# Data shown:
══════════

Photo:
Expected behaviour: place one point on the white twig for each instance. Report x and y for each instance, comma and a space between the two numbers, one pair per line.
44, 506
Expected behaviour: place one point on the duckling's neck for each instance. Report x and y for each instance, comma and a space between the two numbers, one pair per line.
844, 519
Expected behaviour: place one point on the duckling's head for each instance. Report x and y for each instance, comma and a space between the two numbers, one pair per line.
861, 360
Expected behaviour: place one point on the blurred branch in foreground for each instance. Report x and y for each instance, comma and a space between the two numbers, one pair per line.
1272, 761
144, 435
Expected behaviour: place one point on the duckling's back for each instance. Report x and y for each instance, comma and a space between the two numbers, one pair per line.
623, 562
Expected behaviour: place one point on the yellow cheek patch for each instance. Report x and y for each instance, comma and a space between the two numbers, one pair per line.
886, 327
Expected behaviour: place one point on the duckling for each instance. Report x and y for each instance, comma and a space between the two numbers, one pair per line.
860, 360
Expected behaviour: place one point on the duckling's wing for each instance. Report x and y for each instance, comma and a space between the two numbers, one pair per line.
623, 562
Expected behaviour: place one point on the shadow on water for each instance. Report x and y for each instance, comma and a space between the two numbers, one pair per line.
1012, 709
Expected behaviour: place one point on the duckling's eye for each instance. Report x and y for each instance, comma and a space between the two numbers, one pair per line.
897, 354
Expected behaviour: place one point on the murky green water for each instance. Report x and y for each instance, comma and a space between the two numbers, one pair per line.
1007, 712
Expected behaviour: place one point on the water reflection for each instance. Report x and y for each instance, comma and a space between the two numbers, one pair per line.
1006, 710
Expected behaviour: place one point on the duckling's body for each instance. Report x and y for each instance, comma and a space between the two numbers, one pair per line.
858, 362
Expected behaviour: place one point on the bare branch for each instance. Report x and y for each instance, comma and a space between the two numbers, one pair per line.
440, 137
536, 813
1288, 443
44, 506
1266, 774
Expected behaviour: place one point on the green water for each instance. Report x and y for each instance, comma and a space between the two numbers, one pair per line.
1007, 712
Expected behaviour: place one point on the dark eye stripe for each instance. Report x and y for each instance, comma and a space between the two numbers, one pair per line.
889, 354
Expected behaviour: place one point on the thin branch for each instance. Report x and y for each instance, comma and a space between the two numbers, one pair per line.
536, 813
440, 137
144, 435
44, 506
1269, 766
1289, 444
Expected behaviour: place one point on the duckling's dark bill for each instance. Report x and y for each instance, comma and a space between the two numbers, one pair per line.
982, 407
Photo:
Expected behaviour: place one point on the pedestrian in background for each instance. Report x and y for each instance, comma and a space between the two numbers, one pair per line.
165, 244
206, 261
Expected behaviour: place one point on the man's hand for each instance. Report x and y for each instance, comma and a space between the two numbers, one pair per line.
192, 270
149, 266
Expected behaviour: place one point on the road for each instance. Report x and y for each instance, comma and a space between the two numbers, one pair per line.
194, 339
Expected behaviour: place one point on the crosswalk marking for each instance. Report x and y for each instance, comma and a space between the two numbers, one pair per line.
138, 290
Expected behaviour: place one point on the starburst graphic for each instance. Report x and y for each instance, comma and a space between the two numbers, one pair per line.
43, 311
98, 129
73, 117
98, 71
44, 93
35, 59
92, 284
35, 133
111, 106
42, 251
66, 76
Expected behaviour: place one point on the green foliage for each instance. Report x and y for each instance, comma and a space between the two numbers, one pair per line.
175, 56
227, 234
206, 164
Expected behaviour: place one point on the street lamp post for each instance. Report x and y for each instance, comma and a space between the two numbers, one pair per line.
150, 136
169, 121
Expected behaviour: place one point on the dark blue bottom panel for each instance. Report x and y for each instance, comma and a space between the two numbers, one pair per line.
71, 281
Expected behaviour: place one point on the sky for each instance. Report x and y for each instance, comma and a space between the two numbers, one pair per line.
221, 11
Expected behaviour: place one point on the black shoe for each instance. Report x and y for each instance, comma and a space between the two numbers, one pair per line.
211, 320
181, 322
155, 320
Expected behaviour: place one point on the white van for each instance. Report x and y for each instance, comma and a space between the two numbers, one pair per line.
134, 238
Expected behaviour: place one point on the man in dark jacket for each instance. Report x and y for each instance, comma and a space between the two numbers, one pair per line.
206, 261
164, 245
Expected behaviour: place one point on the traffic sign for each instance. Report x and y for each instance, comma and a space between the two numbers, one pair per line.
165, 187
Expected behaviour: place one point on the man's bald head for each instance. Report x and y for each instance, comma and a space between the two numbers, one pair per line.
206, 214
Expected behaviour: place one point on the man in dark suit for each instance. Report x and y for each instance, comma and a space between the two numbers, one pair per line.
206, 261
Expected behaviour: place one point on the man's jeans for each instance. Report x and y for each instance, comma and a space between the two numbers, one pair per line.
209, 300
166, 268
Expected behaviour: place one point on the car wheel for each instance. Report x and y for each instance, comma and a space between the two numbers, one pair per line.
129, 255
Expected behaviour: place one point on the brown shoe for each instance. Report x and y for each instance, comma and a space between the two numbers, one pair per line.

══════════

# The exercise:
Starting at the line containing "Expected behaviour: place one point on the man in dark suit" and ending at the end of the items, reproduce every line, requests included, with each x and y coordinate in the answers rescaled by a factor of 2.5 and rounded to the nearest whole number, halves rounded up.

# Answer to this exercise:
Expected behaviour: place one point on the man in dark suit for each instance. Report x and y for each instance, comma and a space between the two numbers, one pair per line.
515, 653
Expected behaviour: place one point on the man's jeans for each instance. Report x and y for each instance, comma and a space between the two numbers, one pair per line.
523, 750
415, 670
Expected behaviour: place one point on the car wheel for each instance. Report x and y for each instance, comma and a space between the two numbers, one pair per line.
323, 638
Expected behaviour: place one point on the brown shoe for each instance. Report x and y for each instance, comma and a space between the two numbers, one pair per line.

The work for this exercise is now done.